[Image annotation data]
..........
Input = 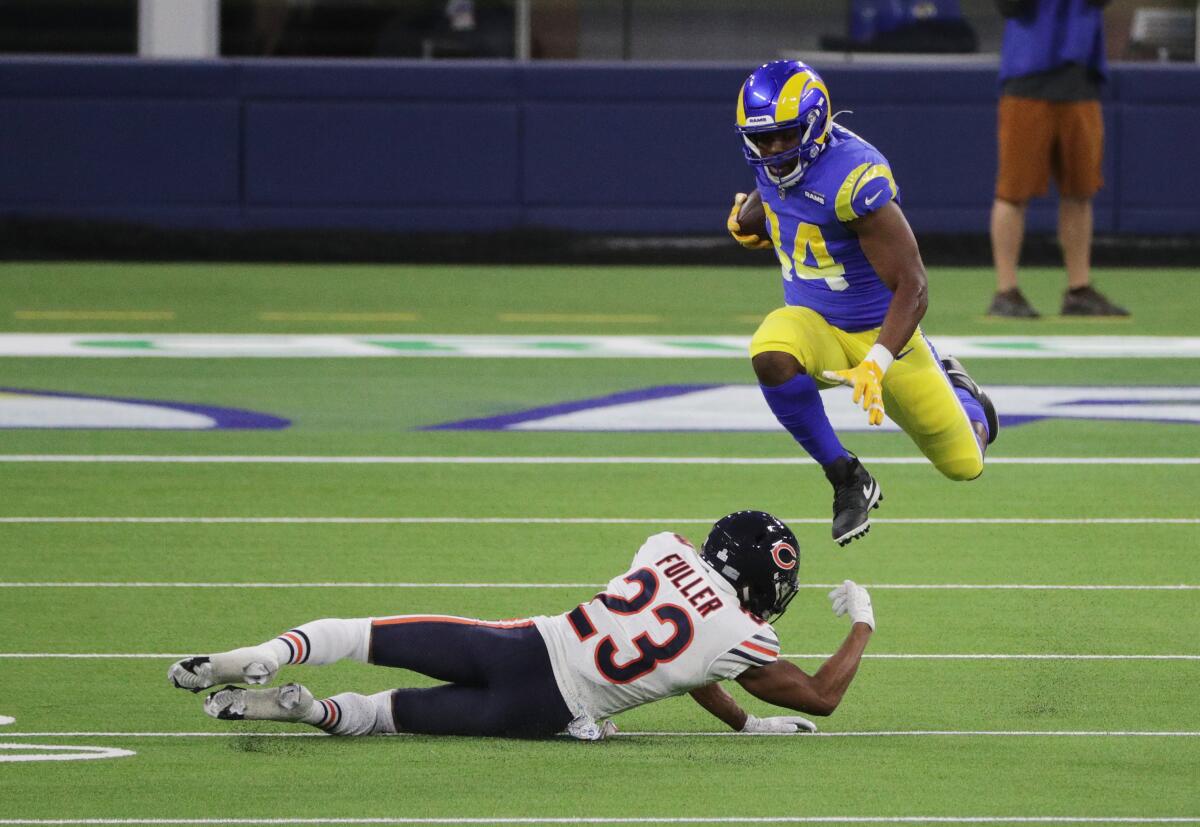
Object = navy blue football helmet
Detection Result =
[700,511,800,621]
[736,60,833,187]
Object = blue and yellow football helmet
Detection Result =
[737,60,833,187]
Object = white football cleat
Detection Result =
[167,646,280,693]
[204,683,313,721]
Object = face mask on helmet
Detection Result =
[736,60,832,187]
[701,511,800,621]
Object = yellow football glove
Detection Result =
[822,359,883,425]
[725,192,774,250]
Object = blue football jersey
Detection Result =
[758,125,900,332]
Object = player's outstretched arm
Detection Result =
[846,202,929,355]
[690,683,817,735]
[738,580,875,715]
[725,190,774,250]
[824,202,929,425]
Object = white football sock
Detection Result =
[266,617,371,666]
[302,689,396,736]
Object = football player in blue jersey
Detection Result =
[728,60,998,545]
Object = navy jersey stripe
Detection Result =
[730,649,770,666]
[566,606,596,641]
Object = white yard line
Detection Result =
[0,516,1200,526]
[0,815,1200,827]
[0,652,1200,660]
[0,580,1200,592]
[0,454,1200,466]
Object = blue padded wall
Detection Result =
[0,58,1200,233]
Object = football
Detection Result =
[738,190,768,238]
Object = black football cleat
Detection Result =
[824,456,883,546]
[942,356,1000,445]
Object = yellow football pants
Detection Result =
[750,306,983,480]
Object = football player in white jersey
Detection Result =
[168,511,875,741]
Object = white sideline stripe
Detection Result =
[0,815,1200,827]
[0,454,1200,466]
[0,580,1200,592]
[0,652,1200,660]
[0,516,1200,526]
[0,730,1200,739]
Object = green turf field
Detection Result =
[0,264,1200,825]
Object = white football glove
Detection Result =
[566,715,617,741]
[829,580,875,629]
[742,715,817,735]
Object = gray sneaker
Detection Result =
[1062,284,1129,316]
[204,683,314,721]
[988,287,1040,319]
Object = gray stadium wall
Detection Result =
[0,59,1200,235]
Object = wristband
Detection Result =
[863,342,895,373]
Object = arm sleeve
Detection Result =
[834,161,900,223]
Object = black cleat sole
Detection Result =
[170,657,212,695]
[835,491,883,547]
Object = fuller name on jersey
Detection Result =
[533,532,779,718]
[757,124,900,332]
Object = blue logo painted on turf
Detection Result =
[0,388,292,431]
[428,385,1200,433]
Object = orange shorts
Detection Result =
[996,95,1104,204]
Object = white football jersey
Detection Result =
[533,532,779,718]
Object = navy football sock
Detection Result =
[758,373,850,466]
[954,386,991,438]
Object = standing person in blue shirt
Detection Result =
[727,60,998,545]
[988,0,1129,318]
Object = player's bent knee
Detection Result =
[750,350,805,388]
[936,456,983,483]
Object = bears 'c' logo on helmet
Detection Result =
[770,543,799,571]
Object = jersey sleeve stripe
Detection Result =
[730,648,774,666]
[740,641,779,658]
[834,162,871,221]
[834,163,896,221]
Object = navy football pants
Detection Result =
[370,616,574,738]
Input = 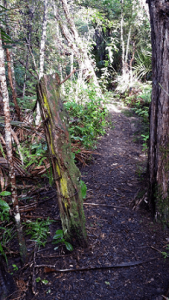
..........
_GOAL_
Can you retype every row above word for word, leaving the pictures out of your answer?

_SOLVED PROBLEM_
Input = 
Object = navy blue football helmet
Detection Result =
[700,511,800,621]
[736,60,833,187]
Object = blue and yellow football helmet
Detection Result =
[737,60,833,187]
Object = white football cleat
Detection Result =
[167,646,280,693]
[204,683,313,721]
Object = face mask on helmet
Detection Result =
[736,60,832,187]
[701,511,800,621]
Object = yellow football glove
Detection Result =
[822,359,883,425]
[725,192,774,250]
Object = blue football jersey
Detection Result =
[758,125,900,332]
Object = player's outstretched arm
Detection Result =
[846,202,929,355]
[690,683,817,735]
[738,580,875,715]
[725,190,774,250]
[824,202,929,425]
Object = white football sock
Detection Result =
[266,617,371,666]
[302,689,396,736]
Object = football player in blue jersey
Detection Result =
[728,60,998,545]
Object = navy jersey stripe
Detection Result =
[730,649,770,666]
[566,606,596,641]
Object = white yard line
Detection Result =
[0,516,1200,526]
[0,815,1200,827]
[0,652,1200,660]
[0,580,1200,592]
[0,454,1200,466]
Object = blue padded wall
Detection Result =
[0,58,1200,233]
Object = football
Detection Result =
[738,190,768,238]
Object = black football cleat
Detection Result =
[824,456,883,546]
[942,356,1000,445]
Object = yellow football pants
Detection Result =
[750,306,983,480]
Object = football player in white jersey
Detection Result =
[168,511,875,741]
Object = white sideline stripe
Detection Result =
[0,815,1200,827]
[0,454,1200,466]
[0,580,1200,592]
[0,652,1200,660]
[0,516,1200,526]
[0,730,1200,739]
Object = green turf field
Detection Result =
[0,264,1200,825]
Object = white football glove
Detection Result =
[566,715,617,741]
[829,580,875,629]
[742,715,817,735]
Object = gray sneaker
Detection Result =
[1062,284,1129,316]
[204,683,314,721]
[988,287,1040,319]
Object = gray stadium wall
Detection Result =
[0,59,1200,235]
Object = wristband
Detection Result =
[863,342,895,373]
Object = arm sleeve
Detection Result =
[834,161,900,223]
Object = black cleat sole
Detection Result =
[170,657,212,695]
[835,491,883,547]
Object = fuller name on jersey
Detection Result =
[533,532,779,718]
[757,124,900,332]
Object = blue logo painted on turf
Detection Result =
[0,388,292,431]
[428,385,1200,433]
Object = orange shorts
Detection Result =
[996,95,1104,204]
Object = white football jersey
Detection Result =
[533,532,779,718]
Object = navy football sock
Detection Result =
[758,373,850,466]
[954,386,991,438]
Object = standing person in blue shirt
Detection Result =
[727,60,998,545]
[988,0,1129,318]
Object = player's bent knee
Detection Result =
[750,350,805,388]
[936,456,983,483]
Object = bears 'c' logo on helmet
Detection Result =
[770,543,799,571]
Object = jersey sleeve stripe
Detection Result =
[730,648,774,666]
[740,641,779,658]
[834,162,871,221]
[834,163,896,221]
Object = navy football pants
Detection Result =
[370,616,574,738]
Input = 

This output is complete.